▶ _Source excerpt_
......

Transformation in the nature
of knowledge, then, could well have repercussions on the existing public
powers, forcing them to reconsider their relations (both de jure and
de facto) with the large corporations and, more generally, with civil
society. The reopening of the world market, a return to vigorous economic
competition, the breakdown of the hegemony of American capitalism, the
decline of the socialist alternative, a probable opening of the Chinese
market these and many other factors are already, at the end of the 1970s,
preparing States for a serious reappraisal of the role they have been
accustomed to playing since the 1930s: that of, guiding, or even directing
investments. In this light, the new technologies can only increase the
urgency of such a re-examination, since they make the information used
'in decision making (and therefore the means of control) even more mobile
and subject to piracy.
It is not hard to visualise
learning circulating along the same lines as money, instead of for its
"educational" value or political (administrative, diplomatic, military)
importance; the pertinent distinction would no longer be between knowledge
and ignorance, but rather, as is the case with money, between "payment
knowledge" and "investment knowledge" - in other words, between units
of knowledge exchanged in a daily maintenance framework (the reconstitution
of the work force, "survival") versus funds of knowledge dedicated to
optimising the performance of a project.
If this were the case, communicational
transparency would be similar to liberalism. Liberalism does not preclude
an organisation of the flow of money in which some channels are used
in decision making while others are only good for the payment of debts.
One could similarly imagine flows of knowledge travelling along identical
channels of identical nature, some of which would be reserved for the
"decision makers," while the others would be used to repay each person's
perpetual debt with respect to the social bond.
2.
The Problem: Legitimation
That
is the working hypothesis defining the field within which I intend to
consider the question of the status of knowledge. This scenario, akin
to the one that goes by the name "the computerisation of society" (although
ours is advanced in an entirely different spirit), makes no claims of
being original, or even true. What is required of a working hypothesis
is a fine capacity for discrimination. The scenario of the computerisation
of the most highly developed societies allows us to spotlight (though
with the risk of excessive magnification) certain aspects of the transformation
of knowledge and its effects on public power and civil institutions
- effects it would be difficult to perceive from other points of view.
Our hypotheses, therefore, should not be accorded predictive value in
relation to reality, but strategic value in relation to the question
raised.

......

▶ _Information provided_
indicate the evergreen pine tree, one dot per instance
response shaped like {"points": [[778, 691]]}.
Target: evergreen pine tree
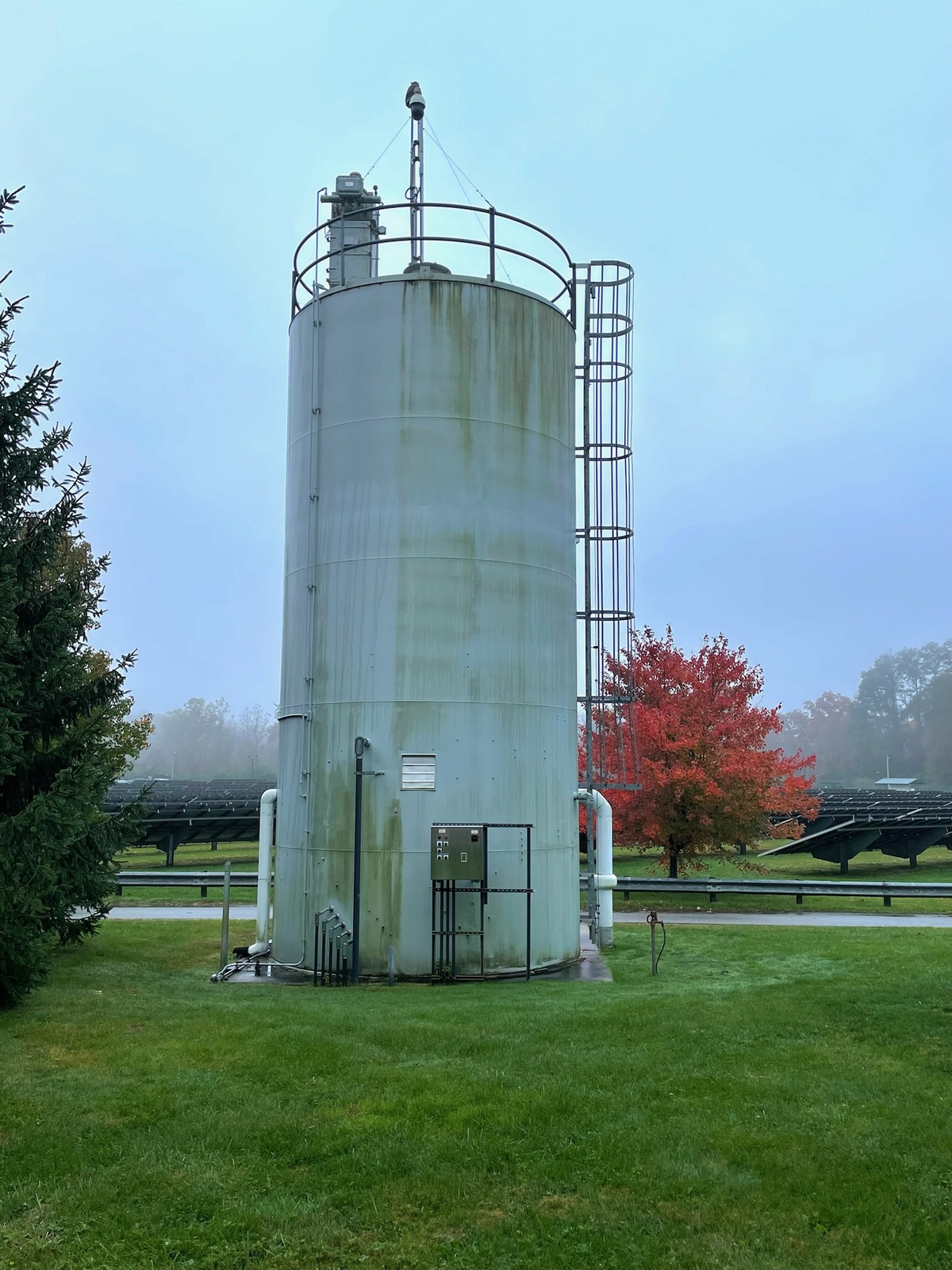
{"points": [[67, 730]]}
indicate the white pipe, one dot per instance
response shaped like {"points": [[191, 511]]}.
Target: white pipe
{"points": [[605, 879], [266, 841]]}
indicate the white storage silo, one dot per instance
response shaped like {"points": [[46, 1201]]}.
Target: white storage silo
{"points": [[431, 607]]}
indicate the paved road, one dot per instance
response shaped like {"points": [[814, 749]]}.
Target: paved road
{"points": [[240, 912]]}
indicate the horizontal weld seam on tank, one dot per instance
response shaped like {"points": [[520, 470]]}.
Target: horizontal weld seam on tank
{"points": [[444, 418], [404, 556], [440, 702], [327, 292]]}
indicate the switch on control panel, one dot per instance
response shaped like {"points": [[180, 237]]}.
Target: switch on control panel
{"points": [[457, 852]]}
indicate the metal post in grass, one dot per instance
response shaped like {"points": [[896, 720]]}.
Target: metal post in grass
{"points": [[653, 921], [225, 914]]}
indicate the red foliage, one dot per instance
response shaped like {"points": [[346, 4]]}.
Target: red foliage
{"points": [[708, 776]]}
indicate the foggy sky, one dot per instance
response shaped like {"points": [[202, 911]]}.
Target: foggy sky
{"points": [[778, 175]]}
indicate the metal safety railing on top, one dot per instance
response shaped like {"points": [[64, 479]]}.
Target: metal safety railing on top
{"points": [[539, 276]]}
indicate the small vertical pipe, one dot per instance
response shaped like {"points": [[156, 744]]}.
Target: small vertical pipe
{"points": [[361, 745], [452, 933], [225, 914], [528, 901]]}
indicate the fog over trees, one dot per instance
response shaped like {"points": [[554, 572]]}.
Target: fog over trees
{"points": [[901, 710], [203, 741]]}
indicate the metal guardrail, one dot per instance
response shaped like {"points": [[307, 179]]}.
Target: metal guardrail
{"points": [[181, 878], [715, 887]]}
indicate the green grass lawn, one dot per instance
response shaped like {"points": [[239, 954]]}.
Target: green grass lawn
{"points": [[774, 1099]]}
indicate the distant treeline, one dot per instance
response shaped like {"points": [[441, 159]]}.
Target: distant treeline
{"points": [[903, 710], [202, 741]]}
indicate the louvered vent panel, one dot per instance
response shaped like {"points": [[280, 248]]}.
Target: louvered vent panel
{"points": [[418, 772]]}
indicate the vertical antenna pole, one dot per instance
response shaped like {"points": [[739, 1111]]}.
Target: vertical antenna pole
{"points": [[416, 106]]}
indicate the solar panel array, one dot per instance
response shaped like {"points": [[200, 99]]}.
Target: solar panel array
{"points": [[222, 810], [899, 822]]}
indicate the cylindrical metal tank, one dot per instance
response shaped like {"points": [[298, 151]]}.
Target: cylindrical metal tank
{"points": [[429, 606]]}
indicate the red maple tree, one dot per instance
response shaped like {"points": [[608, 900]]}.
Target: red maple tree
{"points": [[708, 778]]}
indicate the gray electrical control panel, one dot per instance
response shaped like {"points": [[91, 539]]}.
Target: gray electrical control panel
{"points": [[457, 852]]}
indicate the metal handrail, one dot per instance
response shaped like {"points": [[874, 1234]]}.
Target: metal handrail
{"points": [[300, 273]]}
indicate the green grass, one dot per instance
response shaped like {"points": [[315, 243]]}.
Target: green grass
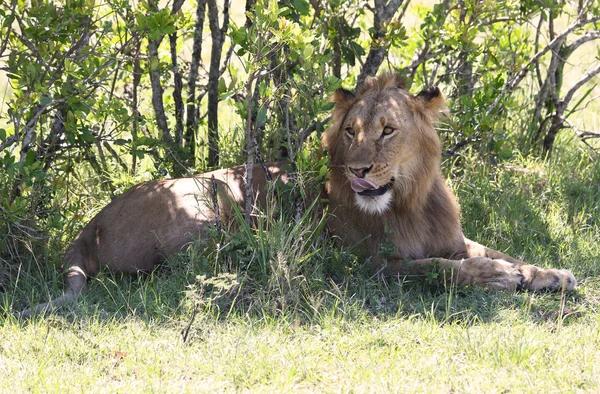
{"points": [[302, 316]]}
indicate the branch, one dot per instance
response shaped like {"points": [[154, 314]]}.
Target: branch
{"points": [[511, 84], [589, 36], [192, 119], [586, 77]]}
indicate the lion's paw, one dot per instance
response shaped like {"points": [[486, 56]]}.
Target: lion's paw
{"points": [[494, 274], [547, 279]]}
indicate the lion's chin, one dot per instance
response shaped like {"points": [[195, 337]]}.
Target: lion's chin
{"points": [[375, 205]]}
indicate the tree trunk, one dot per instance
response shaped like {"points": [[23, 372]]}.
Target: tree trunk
{"points": [[218, 38], [192, 119]]}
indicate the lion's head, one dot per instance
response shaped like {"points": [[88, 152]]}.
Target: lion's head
{"points": [[383, 147]]}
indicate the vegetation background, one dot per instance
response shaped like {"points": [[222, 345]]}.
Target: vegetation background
{"points": [[98, 95]]}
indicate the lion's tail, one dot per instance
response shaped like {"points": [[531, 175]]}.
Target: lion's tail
{"points": [[76, 282]]}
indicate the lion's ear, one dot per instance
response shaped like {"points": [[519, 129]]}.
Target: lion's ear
{"points": [[432, 100], [341, 96], [343, 100]]}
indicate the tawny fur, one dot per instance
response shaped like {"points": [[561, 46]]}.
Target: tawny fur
{"points": [[422, 219], [418, 215]]}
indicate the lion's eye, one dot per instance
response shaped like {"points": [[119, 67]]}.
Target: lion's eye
{"points": [[388, 130]]}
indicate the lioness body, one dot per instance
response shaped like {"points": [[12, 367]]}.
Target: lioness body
{"points": [[384, 189], [139, 228]]}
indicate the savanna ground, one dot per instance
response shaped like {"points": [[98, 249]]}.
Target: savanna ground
{"points": [[318, 323], [285, 309]]}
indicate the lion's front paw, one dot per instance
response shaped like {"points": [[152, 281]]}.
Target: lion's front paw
{"points": [[547, 279], [494, 274]]}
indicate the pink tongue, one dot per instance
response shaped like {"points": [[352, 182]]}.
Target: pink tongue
{"points": [[359, 184]]}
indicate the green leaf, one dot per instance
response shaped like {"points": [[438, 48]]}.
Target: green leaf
{"points": [[154, 64], [308, 51], [29, 157], [261, 117], [302, 6], [46, 100], [222, 85]]}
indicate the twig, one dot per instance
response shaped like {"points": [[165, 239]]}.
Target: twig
{"points": [[216, 203]]}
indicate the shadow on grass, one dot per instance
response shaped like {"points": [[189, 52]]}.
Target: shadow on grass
{"points": [[172, 294]]}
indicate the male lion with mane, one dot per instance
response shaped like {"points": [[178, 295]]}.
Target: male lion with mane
{"points": [[384, 185]]}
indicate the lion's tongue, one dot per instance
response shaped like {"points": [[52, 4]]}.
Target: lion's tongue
{"points": [[360, 185]]}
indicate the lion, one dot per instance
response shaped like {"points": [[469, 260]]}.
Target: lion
{"points": [[384, 186]]}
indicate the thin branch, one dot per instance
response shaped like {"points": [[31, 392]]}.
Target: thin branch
{"points": [[586, 77], [514, 82]]}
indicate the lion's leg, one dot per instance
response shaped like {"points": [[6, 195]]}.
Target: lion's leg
{"points": [[496, 274], [534, 278]]}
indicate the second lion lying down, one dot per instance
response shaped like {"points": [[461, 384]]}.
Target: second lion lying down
{"points": [[384, 186]]}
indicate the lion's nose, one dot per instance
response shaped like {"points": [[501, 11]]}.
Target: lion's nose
{"points": [[360, 172]]}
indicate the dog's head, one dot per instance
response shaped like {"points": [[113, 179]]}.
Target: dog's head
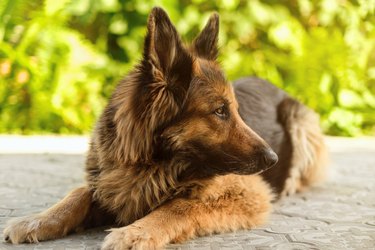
{"points": [[181, 106]]}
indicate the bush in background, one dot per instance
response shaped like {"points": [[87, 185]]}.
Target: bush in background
{"points": [[60, 60]]}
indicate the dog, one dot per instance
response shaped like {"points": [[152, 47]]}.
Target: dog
{"points": [[180, 152]]}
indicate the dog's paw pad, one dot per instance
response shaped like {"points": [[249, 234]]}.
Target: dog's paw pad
{"points": [[130, 237], [22, 230]]}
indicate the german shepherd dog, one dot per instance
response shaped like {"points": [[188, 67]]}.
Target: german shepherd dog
{"points": [[178, 151]]}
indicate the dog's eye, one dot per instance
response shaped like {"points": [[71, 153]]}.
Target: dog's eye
{"points": [[221, 112]]}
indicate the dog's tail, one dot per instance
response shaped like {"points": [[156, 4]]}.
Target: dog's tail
{"points": [[309, 156]]}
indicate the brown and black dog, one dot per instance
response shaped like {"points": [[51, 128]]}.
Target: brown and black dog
{"points": [[178, 152]]}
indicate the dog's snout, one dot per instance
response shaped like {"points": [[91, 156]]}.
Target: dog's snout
{"points": [[269, 158]]}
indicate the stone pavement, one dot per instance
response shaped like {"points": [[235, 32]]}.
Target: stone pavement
{"points": [[338, 214]]}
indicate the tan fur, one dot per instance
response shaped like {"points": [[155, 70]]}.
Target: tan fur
{"points": [[309, 158], [53, 223], [162, 160], [223, 204]]}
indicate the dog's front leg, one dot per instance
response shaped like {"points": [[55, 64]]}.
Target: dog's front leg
{"points": [[183, 219], [53, 223]]}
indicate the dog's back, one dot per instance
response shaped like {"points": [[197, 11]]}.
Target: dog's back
{"points": [[289, 127]]}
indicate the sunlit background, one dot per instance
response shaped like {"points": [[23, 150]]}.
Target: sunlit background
{"points": [[60, 60]]}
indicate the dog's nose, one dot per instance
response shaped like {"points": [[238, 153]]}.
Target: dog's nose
{"points": [[269, 158]]}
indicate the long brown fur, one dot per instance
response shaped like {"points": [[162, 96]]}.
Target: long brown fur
{"points": [[171, 158]]}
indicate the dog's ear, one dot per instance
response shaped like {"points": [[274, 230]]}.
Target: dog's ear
{"points": [[205, 44], [157, 92], [170, 62]]}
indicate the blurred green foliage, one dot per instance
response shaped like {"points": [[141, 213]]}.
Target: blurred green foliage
{"points": [[60, 60]]}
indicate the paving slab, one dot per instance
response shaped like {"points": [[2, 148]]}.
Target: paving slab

......

▶ _What to work on_
1. In the passage on the status of knowledge, what kind of value should the hypotheses be given instead of predictive value?
2. Render this sentence from the passage on the status of knowledge in Spanish: "What is required of a working hypothesis is a fine capacity for discrimination."
3. Extend the passage on the status of knowledge, picking up right after its final sentence.

▶ _Outputs in order_
1. Strategic value in relation to the question raised.

2. Lo que se exige de una hipótesis de trabajo es una fina capacidad de discriminación.

3.
Nevertheless, it has strong
credibility, and in that sense our choice of this hypothesis is not
arbitrary. It has been described extensively by the experts and is already
guiding certain decisions by the governmental agencies and private firms
most directly concerned, such as those managing the telecommunications
industry. To some extent, then, it is already a part of observable reality.
Finally, barring economic stagnation or a general recession (resulting,
for example, from a continued failure to solve the world's energy problems),
there is a good chance that this scenario will come to pass: it is hard
to see what other direction contemporary technology could take as an
alternative to the computerisation of society.
This is as much as to say
that the hypothesis is banal. But only to the extent that it fails to
challenge the general paradigm of progress in science and technology,
to which economic growth and the expansion of sociopolitical power seem
to be natural complements. That scientific and technical knowledge is
cumulative is never questioned. At most, what is debated is the form
that accumulation takes - some picture it as regular, continuous, and
unanimous, others as periodic, discontinuous, and conflictual.
But these truisms are fallacious.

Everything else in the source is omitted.